# start of DATASET ENTRIES

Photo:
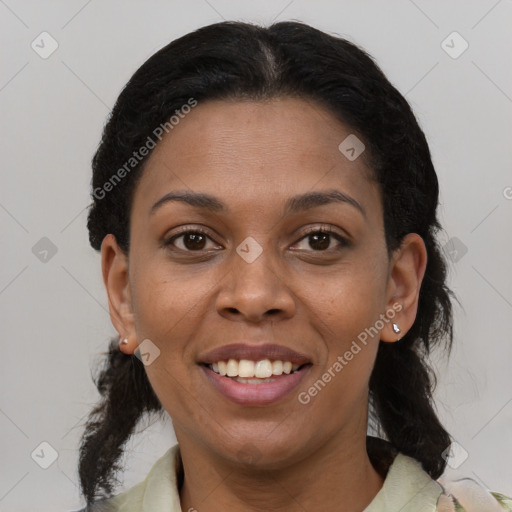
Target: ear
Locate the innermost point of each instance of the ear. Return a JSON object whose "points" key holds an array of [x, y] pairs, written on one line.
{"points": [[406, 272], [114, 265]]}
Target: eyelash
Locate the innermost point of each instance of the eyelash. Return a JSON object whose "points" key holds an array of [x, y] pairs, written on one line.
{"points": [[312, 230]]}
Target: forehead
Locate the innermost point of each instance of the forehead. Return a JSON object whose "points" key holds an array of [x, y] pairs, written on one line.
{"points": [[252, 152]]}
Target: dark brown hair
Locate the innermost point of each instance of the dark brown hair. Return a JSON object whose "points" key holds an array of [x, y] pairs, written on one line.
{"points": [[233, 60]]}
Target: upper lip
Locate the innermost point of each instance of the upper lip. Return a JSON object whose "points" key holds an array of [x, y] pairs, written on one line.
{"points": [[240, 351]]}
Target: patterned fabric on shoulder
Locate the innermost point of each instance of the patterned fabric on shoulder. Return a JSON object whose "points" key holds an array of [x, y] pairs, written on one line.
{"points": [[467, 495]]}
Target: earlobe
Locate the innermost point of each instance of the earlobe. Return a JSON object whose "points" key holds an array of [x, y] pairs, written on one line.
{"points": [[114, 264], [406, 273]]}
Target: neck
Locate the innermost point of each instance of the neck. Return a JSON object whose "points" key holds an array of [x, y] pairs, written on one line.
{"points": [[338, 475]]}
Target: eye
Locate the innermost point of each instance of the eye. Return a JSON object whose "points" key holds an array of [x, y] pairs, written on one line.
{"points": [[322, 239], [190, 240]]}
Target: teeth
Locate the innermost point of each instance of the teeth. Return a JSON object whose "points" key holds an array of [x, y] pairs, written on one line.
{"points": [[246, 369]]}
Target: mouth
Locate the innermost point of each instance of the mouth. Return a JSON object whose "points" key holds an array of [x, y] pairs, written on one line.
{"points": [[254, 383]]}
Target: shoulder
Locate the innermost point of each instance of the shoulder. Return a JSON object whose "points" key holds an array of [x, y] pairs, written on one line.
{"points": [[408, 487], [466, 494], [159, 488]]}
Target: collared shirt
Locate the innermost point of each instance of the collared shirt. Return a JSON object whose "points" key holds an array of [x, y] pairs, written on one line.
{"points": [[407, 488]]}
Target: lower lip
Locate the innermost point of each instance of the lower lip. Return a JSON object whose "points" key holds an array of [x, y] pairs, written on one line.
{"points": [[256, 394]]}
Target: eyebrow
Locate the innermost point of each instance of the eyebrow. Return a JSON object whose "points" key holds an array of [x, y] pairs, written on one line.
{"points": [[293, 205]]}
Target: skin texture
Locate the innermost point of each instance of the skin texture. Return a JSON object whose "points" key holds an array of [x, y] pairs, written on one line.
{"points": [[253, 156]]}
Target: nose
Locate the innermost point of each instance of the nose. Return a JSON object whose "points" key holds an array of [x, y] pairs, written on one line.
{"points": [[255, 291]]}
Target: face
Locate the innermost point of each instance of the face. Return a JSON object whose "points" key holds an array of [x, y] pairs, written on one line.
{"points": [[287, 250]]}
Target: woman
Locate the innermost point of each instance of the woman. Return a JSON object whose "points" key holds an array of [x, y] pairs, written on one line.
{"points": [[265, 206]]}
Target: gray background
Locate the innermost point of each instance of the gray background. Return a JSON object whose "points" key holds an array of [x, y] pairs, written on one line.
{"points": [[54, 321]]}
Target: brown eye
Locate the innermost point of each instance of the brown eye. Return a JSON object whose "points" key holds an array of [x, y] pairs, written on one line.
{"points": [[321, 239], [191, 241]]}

# end of DATASET ENTRIES

**WHAT IS NEEDED:** Write out each line again precisely as it appears, skipping every picture.

**REPLY TO THE TASK:**
Photo:
Target: ear
Locate the innermost point of each instance of the ear. Return a JSON object whose "points" key holds an array of [x, y] pairs, written on one line.
{"points": [[406, 272], [114, 265]]}
Target: eyelash
Locate the innermost point of each instance of the eyelash. Return a JSON object whose "points" key holds an array of [x, y] pairs, written on one line.
{"points": [[312, 230]]}
Target: forehead
Locate the innermost point of each instance of the forehead. Return a JSON object whose "points" key holds an array of [x, y] pairs, written on one line.
{"points": [[252, 152]]}
Target: dark brown hair
Locate the innermost point of each instance of the dark brown hair. Return a JSON object whose "points" key holds an array of [x, y] pairs, written on one line.
{"points": [[233, 60]]}
Target: upper lip
Locate the innermost point of each instance of the upper lip. Return a JSON object whose "points" key holds an array of [x, y] pairs, written on one line.
{"points": [[240, 351]]}
Target: patterned fabric on shoulder
Locate the innermost point of each instance of the patterned fabric on shoulder. Return a JSON object whose "points" key holds an array of [x, y] pairs, written on one line.
{"points": [[467, 495]]}
Target: earlobe
Locate the innermost point of each instance of the earlobe. Return a JSON object whose "points" key holds an array of [x, y] pairs, written on one line.
{"points": [[114, 264], [406, 273]]}
Target: neck
Locate the innermost point of each instance of the neck. Return a JSON object whose "points" key holds an array of [x, y] pairs, written on one line.
{"points": [[338, 475]]}
Target: eye
Locate the innermost point of each instance of the eye. Return a JSON object whose "points" key holds an array of [x, y] pairs, written on one line.
{"points": [[322, 239], [190, 240]]}
Target: teeth
Locate the innermost point of each instance of the teeth. Return a JSON object whose "points" key holds an array of [x, y] pairs, written on one line.
{"points": [[246, 369]]}
Target: mouth
Locate the innermost point of each instance of the mouth. Return a JSON object whose "points" key holds an array of [x, y] pairs, written on one line.
{"points": [[254, 383]]}
Target: shoulder
Locate the innermost point of each instance of the shoulder. Return a JSON object whose "points" key holds an array of [x, y] pairs, written on one line.
{"points": [[408, 487], [466, 494], [159, 488]]}
Target: collared shirt
Locate the innermost point of each instance of the collared shirt. Return a JSON object whose "points" key holds an array of [x, y] pairs, written on one line.
{"points": [[407, 488]]}
Target: lower lip
Locate the innermost point of each instance of the lower lip. Return a JSON object whose "points" key holds an array of [x, y] pairs, written on one line.
{"points": [[256, 394]]}
Target: eyebrow
Locate the innermost point of each instance of the eyebrow. Return a JSON object whose "points" key holds an array of [x, y] pairs, written on one line.
{"points": [[293, 205]]}
Target: skin texture
Locate the innermost point of each instance of the skin texture. Return a JSON object whose "points" key holds an array of [x, y] pairs, written on one line.
{"points": [[253, 156]]}
Target: nose
Locate the innermost point of each instance of the nose. Return a JSON object whose "points" key holds an array of [x, y] pairs, written on one line.
{"points": [[255, 291]]}
Target: face
Locate the innermost point of each instance of the face. Return a JSON object whose "points" key holds an array of [x, y] pairs, written on one line.
{"points": [[287, 250]]}
Target: woman
Locate the innermost point of each instance of the woman. Return a JSON object whose "points" key holds an array of [x, y] pairs, written on one line.
{"points": [[265, 206]]}
Target: gray background
Locate the innermost point of each instance of the gray background. Return a JSON object whose "points" key holds an array of [x, y] pairs, written on one line.
{"points": [[54, 321]]}
Target: brown eye
Locate the innermost point of each instance of the brown eye. Return a JSON object whose "points" key holds an array of [x, y] pairs, written on one line.
{"points": [[321, 239], [191, 241]]}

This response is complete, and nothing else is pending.